DESCRIPTION OF THE TASK → I'd like the data beneath this line reproduced exactly, without any of its images.

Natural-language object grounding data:
• • • • •
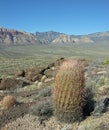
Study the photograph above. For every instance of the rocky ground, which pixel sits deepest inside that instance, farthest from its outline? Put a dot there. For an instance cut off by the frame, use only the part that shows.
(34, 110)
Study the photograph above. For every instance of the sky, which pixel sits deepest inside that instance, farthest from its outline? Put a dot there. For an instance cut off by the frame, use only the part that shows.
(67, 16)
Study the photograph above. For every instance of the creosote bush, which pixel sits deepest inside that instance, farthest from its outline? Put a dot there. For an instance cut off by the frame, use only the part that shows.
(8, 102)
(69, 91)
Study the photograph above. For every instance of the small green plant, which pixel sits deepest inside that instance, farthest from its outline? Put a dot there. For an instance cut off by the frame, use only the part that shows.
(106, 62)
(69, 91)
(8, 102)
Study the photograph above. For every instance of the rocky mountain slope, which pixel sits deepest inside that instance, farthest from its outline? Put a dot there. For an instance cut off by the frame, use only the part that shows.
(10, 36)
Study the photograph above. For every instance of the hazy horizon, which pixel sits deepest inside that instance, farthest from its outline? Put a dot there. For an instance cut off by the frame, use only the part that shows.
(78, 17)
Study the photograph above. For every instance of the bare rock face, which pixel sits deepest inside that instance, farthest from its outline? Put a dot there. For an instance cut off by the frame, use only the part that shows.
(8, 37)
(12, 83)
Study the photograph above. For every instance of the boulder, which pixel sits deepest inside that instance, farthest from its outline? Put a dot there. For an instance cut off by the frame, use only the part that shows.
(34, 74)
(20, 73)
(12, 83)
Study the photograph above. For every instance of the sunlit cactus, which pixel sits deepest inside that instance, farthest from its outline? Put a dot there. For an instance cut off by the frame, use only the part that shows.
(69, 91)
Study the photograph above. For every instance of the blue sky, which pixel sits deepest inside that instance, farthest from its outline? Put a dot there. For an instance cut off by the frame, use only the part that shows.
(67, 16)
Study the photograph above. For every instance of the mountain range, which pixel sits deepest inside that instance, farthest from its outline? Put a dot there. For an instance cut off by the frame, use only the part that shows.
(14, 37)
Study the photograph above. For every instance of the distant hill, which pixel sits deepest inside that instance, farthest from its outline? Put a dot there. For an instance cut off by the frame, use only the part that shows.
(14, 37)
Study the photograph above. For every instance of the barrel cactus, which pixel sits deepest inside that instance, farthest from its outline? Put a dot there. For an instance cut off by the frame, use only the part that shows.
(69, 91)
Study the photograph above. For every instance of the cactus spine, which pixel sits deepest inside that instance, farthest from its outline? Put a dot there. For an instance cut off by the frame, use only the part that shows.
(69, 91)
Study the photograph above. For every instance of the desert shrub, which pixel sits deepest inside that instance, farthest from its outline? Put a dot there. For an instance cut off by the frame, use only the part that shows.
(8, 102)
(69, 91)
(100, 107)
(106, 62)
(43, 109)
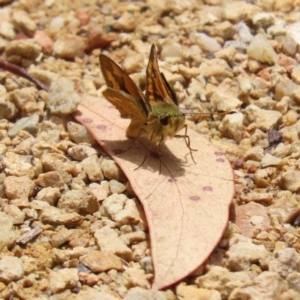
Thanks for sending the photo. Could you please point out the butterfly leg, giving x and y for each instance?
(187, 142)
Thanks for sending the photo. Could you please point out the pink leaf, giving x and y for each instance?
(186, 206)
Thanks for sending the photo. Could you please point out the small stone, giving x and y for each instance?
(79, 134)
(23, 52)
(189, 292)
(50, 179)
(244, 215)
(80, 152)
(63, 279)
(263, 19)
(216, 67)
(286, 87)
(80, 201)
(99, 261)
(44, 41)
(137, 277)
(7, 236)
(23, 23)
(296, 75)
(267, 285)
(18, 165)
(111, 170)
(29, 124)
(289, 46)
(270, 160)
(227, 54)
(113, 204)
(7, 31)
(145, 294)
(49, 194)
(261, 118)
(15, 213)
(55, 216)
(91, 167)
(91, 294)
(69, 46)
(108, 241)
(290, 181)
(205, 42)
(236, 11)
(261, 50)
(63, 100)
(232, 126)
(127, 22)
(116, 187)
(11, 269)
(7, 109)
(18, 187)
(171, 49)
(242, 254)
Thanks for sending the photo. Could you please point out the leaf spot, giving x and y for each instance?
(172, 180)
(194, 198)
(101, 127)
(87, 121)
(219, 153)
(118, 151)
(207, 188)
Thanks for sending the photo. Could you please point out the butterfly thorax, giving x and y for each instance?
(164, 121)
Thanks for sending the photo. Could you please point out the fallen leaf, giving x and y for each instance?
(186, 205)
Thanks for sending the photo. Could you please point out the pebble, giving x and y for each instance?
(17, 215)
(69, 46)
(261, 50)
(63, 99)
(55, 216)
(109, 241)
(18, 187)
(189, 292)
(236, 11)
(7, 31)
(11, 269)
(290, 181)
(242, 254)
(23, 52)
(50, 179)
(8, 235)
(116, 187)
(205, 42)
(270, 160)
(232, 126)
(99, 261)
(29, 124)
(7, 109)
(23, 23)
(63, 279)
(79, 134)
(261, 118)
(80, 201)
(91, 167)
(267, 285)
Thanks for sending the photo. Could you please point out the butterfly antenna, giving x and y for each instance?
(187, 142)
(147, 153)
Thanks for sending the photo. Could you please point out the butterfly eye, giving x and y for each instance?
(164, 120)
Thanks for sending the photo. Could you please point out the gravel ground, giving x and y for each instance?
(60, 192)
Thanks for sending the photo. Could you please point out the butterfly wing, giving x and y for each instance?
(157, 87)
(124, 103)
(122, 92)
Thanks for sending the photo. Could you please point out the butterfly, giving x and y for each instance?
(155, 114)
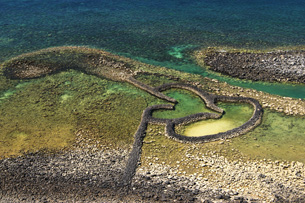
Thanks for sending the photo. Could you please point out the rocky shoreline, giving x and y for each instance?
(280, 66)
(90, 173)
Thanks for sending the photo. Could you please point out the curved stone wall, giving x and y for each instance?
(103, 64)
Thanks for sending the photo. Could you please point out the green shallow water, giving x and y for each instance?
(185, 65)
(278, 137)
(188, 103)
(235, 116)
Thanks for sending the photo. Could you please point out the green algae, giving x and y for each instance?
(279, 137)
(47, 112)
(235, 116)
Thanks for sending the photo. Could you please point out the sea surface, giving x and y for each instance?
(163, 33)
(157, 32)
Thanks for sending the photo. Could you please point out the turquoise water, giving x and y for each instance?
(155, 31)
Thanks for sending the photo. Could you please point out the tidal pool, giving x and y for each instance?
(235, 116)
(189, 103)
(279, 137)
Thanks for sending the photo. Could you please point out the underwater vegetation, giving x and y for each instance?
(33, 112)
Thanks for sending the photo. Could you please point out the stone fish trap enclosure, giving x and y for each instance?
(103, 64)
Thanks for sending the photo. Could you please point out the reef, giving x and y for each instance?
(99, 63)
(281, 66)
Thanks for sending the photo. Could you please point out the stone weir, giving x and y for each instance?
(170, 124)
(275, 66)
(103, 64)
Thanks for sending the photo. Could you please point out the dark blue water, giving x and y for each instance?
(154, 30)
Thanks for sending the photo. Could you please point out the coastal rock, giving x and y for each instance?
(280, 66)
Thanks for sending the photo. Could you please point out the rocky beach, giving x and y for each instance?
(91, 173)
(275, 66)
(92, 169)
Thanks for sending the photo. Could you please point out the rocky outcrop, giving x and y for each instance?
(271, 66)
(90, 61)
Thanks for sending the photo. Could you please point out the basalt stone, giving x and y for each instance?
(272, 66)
• • • • •
EXERCISE OUTPUT →
Study the photograph above. For every instance of the rocky ground, which pixel sits deepest inside that instance, farthest from its outline? Put a dot there. For an instance cut off by the frame, use only the part that shows.
(34, 110)
Study the photograph above. For every instance of the sky, which pixel sits deepest inside that instance, farthest from its outline? Put a dot there. For an instance cut off by the frame, use only the part that shows.
(67, 16)
Study the photograph above. For every instance of the creosote bush, which pixel sits deepest inside that instance, farthest from its outline? Put a dot there. For an instance cut off by the frame, use only the part that shows.
(8, 102)
(69, 91)
Study the photograph above. For every instance of the small green plant, which pixel sits deepest inside that instance, farthest from its outline? Put a dot there. For an instance cut off by the frame, use only the part that shows.
(106, 62)
(69, 91)
(8, 102)
Study the photograph above. For every instance of the rocky mountain slope, which pixel sits deepest inside that instance, farthest from its outline? Put a dot there. For an instance cut off by the frame, use only the part that shows.
(10, 36)
Study the photograph above. For every instance of the hazy horizon, which pixel sits deepest inside that instance, farthest from its outline? Put a dot there. For an instance cut off by the frame, use only the part that shows.
(78, 17)
Study the photograph above. For every instance of the bare rock face, which pixel sits deepest inside that instance, farthest from its outline? Put a dot there. For an instance cut off by the frame, use only the part that shows.
(8, 37)
(12, 83)
Study the photograph above. For every instance of the boulder, which pixel sits deepest inside that instance, farthest from its outline? Put a dot there. For an instance cut off by the frame, use only the part that shows.
(34, 74)
(20, 73)
(12, 83)
Study the photograph above. For every instance of the sunlit cactus, which pixel sits deepest inside that instance, farthest from its outline? Put a dot there. For an instance cut off by the frame, use only the part that shows.
(69, 91)
Study the photograph above. For every instance of the blue sky, which pixel sits deepest inside that instance, farthest from its outline? Put a dot there. For an instance cut off by the frame, use only the part that shows.
(67, 16)
Study the photograph above. For every instance of the mountain range, which pixel sits deepest inside that instance, farthest from its outline? Put a dot there. For an instance cut off by the frame, use only the part that shows.
(14, 37)
Study the photograph above. For every instance of the distant hill, which pixel sits deepest inside that instance, farthest from its outline? Put a dot there. For an instance cut off by the frame, use only the part that shows.
(14, 37)
Study the photograph above. For every instance of the barrel cactus, which pixel sits deepest inside that instance, farthest from its outline? Put a dot there. For an instance cut off by the frame, use only the part that shows.
(69, 91)
Study the photograph above. For every instance of the cactus spine, which pixel sits deepest inside that instance, farthest from its outline? Put a dot there. For an instance cut off by the frame, use only the part that shows.
(69, 91)
Study the photograph above. For every instance of the desert shrub, which pixel sits deepest inside that instance, farthest from its outline? Put a dot there. For an instance cut off by the frame, use only the part that shows.
(8, 102)
(69, 91)
(100, 107)
(106, 62)
(43, 109)
Thanks for sending the photo. Could you please point out the butterfly leg, giving x and y for each instance?
(187, 142)
Thanks for sending the photo. Could you please point out the pink leaf, giving x and y for each instance?
(186, 206)
Thanks for sending the photo. Could you please point out the small stone, giving x and y for each instance?
(79, 134)
(23, 52)
(189, 292)
(50, 179)
(244, 215)
(80, 152)
(63, 279)
(263, 19)
(216, 67)
(286, 87)
(80, 201)
(99, 261)
(44, 41)
(137, 277)
(7, 236)
(23, 23)
(296, 75)
(267, 285)
(18, 165)
(111, 170)
(29, 124)
(289, 46)
(270, 160)
(227, 54)
(113, 204)
(7, 31)
(145, 294)
(49, 194)
(261, 118)
(15, 213)
(55, 216)
(91, 167)
(91, 294)
(69, 46)
(108, 241)
(290, 181)
(205, 42)
(236, 11)
(261, 50)
(63, 100)
(232, 126)
(127, 22)
(116, 187)
(11, 269)
(7, 109)
(18, 187)
(171, 49)
(242, 254)
Thanks for sending the photo. Could you please point out the leaf spot, giving x and y for each instance?
(172, 180)
(194, 198)
(101, 127)
(87, 121)
(219, 153)
(118, 151)
(207, 188)
Thanks for sending the photo. Could you please point out the butterfly thorax, giving x and y for each instance?
(164, 121)
Thanks for sending the photo. Could you please point out the fallen leaf, giving x and y for each instance?
(186, 205)
Thanks for sending the photo. Could you please point out the pebble, giving x and y for each instance?
(17, 215)
(69, 46)
(261, 50)
(63, 99)
(55, 216)
(109, 241)
(18, 187)
(189, 292)
(236, 11)
(7, 31)
(11, 269)
(290, 181)
(242, 254)
(23, 52)
(50, 179)
(8, 235)
(116, 187)
(205, 42)
(270, 160)
(232, 126)
(99, 261)
(29, 124)
(7, 109)
(23, 23)
(63, 279)
(79, 134)
(261, 118)
(80, 201)
(91, 167)
(267, 285)
Thanks for sending the photo. Could you please point out the butterfly antenna, giving x and y for each instance?
(187, 142)
(147, 153)
Thanks for sending the photo. Could you please point out the butterfly eye, giving x and y for each instance?
(164, 120)
Thanks for sending the photo. Could you please point out the gravel ground, giving x and y for each instance?
(60, 192)
Thanks for sending the photo. Could you please point out the butterfly wing, giving x and y for each instance?
(157, 87)
(124, 103)
(122, 92)
Thanks for sending the photo. Could you please point out the butterfly, giving x and y for each instance?
(155, 114)
Thanks for sending the photo. Could you please point out the rocky shoreline, giving x and y for each instance?
(280, 66)
(90, 173)
Thanks for sending the photo. Could you please point out the curved stone wall, giving x and y for each instance?
(103, 64)
Thanks for sending the photo. Could you please point out the green shallow water, giving x and y for each instance?
(185, 65)
(278, 137)
(188, 103)
(235, 116)
Thanks for sending the photo. Could you please point out the green algae, giving x and y for each instance?
(279, 137)
(47, 112)
(235, 116)
Thanks for sending the photo. Could you please point out the sea surface, giving x and y for each instance?
(163, 33)
(157, 32)
Thanks for sending the photo. Could you please point out the turquoise water, giving x and y for each instance?
(155, 31)
Thanks for sending the photo. Could you please point out the tidal pool, giving x and y for each instance?
(235, 116)
(189, 103)
(279, 137)
Thanks for sending the photo. Could you please point out the underwater vegetation, giving x and y for each instance?
(33, 112)
Thanks for sending the photo. Could you please point out the stone fish trap enclosure, giving x and y for each instance?
(103, 64)
Thanks for sending the photo. Could you please point out the reef, giving x and y for each instance?
(99, 63)
(281, 66)
Thanks for sending the photo. Could you please point out the stone weir, giving x and y for each instance?
(170, 124)
(275, 66)
(103, 64)
Thanks for sending the photo. Could you please point out the dark blue water, giving x and y for each instance?
(154, 30)
Thanks for sending the photo. Could you please point out the coastal rock, giving x and y for each instance?
(280, 66)
Thanks for sending the photo. Could you please point out the rocky beach, giving x and y for each instance?
(91, 173)
(275, 66)
(92, 169)
Thanks for sending the photo. Could you please point out the rocky outcrop, giving x and y for each instance?
(271, 66)
(90, 61)
Thanks for sending the photo. Could you please point out the basalt stone, giving x and y for each instance?
(272, 66)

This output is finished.